Pense na liderança como uma escala. Em uma extremidade estão os líderes sangue-frio, muito presentes em empresas industriais e bancos que fizeram muito dinheiro nos últimos anos. Eu disse dinheiro, não resultados, notou? Na outra extremidade situam-se os poucos líderes compassivos, apaixonados por gente e que lideram não pelo medo, mas pelo amor. Em que posição você se coloca? E seus superiores?
Mais uma pergunta: sob qual desses dois estilos de liderança você acha que a inovação prospera? Sim: líderes, e seus estilos, são determinantes para o ambiente, e ninguém mais tem dúvidas de que a capacidade de inovar é o que fará as empresas sobreviverem às profundas mudanças socioculturais pós-pandemia. A inovação pode estar em tudo o que se faz no interior de uma organização e, se a terra for fértil, são múltiplos os gatilhos para ativá-la. “De toda parte, inclusive da ‘implantação’, emanam pequenas decisões que podem se tornar grandes estratégias”, disse uma vez H. Mintzberg, acadêmico canadense, autor de diversos livros sobre gestão e organizações.
========================================================================
### Tarefas propostas:
[1] Transcreva do texto sobre liderança o trecho entre “Mais uma pergunta: sob” e “gestão e organizações.”, inclusive.
[2] Retome o texto sobre liderança e inovação a partir do ponto em que ele termina.

Registros salvos
========================================================================
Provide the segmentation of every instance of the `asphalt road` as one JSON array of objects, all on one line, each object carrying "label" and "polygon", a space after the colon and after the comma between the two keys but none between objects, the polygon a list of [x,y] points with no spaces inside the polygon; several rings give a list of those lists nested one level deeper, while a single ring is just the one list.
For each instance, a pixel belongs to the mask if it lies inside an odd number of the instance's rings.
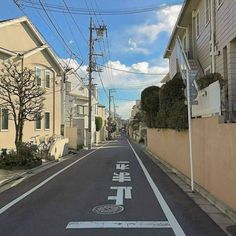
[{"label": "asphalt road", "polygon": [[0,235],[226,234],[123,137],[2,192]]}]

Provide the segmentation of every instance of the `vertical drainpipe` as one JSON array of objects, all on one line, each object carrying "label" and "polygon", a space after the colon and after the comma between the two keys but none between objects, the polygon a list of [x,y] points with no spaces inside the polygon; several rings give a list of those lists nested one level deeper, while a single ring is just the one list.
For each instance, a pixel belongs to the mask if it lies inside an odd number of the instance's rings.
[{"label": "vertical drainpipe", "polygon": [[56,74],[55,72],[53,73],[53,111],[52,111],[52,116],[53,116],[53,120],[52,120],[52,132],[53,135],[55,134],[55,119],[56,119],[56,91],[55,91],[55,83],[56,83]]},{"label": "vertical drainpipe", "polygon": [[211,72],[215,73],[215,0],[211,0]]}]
========================================================================
### Tarefas resolvidas:
[1]
Mais uma pergunta: sob qual desses dois estilos de liderança você acha que a inovação prospera? Sim: líderes, e seus estilos, são determinantes para o ambiente, e ninguém mais tem dúvidas de que a capacidade de inovar é o que fará as empresas sobreviverem às profundas mudanças socioculturais pós-pandemia. A inovação pode estar em tudo o que se faz no interior de uma organização e, se a terra for fértil, são múltiplos os gatilhos para ativá-la. “De toda parte, inclusive da ‘implantação’, emanam pequenas decisões que podem se tornar grandes estratégias”, disse uma vez H. Mintzberg, acadêmico canadense, autor de diversos livros sobre gestão e organizações.

[2]
Em home office e em plena revolução digital, ficou mais difícil liderar com base no poder e na força. A avaliação das equipes por seus superiores está menos suscetível a fatores clássicos, como o número de horas-assento no local de trabalho, ou a questões subjetivas e de relacionamento que sempre existiram. Agora os líderes têm que provocar engajamento verdadeiro, inspirar a distância e fazer com que cada colaborador dedique ao trabalho o melhor de si e sua energia mais vibrante, componentes essenciais para que a inovação nasça e prospere. Fazer com que a organização funcione como um só sistema no qual as partes (departamentos) trabalhem juntas de maneira natural e harmoniosa – ainda que cada integrante do time esteja na própria casa. Deixar de olhar para as empresas como organogramas e reconhecer que são sistemas orgânicos.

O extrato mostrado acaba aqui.